__Recorded information__
*** Begin section ***

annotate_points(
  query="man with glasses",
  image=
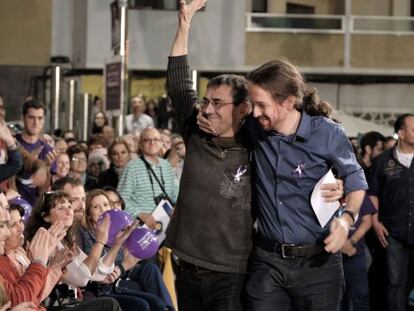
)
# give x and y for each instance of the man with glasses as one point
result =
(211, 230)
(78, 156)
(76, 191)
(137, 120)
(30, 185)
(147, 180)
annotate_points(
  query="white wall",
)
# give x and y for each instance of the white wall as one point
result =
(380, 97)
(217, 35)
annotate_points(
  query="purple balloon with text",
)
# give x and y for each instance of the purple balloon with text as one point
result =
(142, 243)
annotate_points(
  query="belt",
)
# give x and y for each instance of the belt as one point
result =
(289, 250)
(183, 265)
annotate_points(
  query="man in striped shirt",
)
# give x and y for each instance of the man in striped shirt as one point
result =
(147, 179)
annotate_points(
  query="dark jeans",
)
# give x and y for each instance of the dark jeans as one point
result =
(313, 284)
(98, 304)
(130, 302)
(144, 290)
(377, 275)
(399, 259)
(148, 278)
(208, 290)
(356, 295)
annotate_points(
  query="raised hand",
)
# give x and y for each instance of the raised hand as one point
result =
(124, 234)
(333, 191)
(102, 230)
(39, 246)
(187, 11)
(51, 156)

*** End section ***
*** Begin section ***

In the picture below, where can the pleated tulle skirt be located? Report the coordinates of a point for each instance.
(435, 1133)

*** End section ***
*** Begin section ***

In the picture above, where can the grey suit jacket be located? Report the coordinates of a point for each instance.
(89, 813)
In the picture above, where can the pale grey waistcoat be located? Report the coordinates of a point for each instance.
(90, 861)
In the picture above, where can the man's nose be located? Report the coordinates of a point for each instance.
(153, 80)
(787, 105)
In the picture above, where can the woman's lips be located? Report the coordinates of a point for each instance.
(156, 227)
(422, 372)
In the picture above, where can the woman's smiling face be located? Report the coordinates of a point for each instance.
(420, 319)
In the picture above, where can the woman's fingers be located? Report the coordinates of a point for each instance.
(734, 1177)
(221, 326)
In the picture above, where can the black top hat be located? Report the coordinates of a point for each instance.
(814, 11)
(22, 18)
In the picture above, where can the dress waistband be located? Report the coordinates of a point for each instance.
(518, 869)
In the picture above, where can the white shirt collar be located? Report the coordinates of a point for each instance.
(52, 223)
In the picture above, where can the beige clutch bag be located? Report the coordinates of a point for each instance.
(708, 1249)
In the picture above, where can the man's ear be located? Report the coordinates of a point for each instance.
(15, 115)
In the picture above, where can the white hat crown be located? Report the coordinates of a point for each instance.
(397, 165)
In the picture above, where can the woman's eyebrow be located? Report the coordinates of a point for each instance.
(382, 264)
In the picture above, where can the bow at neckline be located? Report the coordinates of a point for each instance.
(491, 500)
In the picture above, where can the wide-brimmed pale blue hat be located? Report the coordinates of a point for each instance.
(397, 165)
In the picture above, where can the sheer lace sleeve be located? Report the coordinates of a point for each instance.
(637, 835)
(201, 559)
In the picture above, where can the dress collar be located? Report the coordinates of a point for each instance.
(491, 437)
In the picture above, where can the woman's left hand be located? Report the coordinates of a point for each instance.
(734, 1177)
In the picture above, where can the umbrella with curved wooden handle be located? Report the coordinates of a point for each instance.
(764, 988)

*** End section ***

Please output exactly the lines between the one holding "# give x and y for each instance of the dark" and the one holding "# give x and y for each instance of the raised" in the records above, inclusive, and nothing more.

# give x and y for each instance of the dark jeans as one point
result =
(313, 284)
(98, 304)
(130, 302)
(144, 290)
(377, 275)
(399, 259)
(148, 278)
(208, 290)
(356, 295)
annotate_points(
  query="raised hand",
)
# give x and y for each instance of the raised hand as one point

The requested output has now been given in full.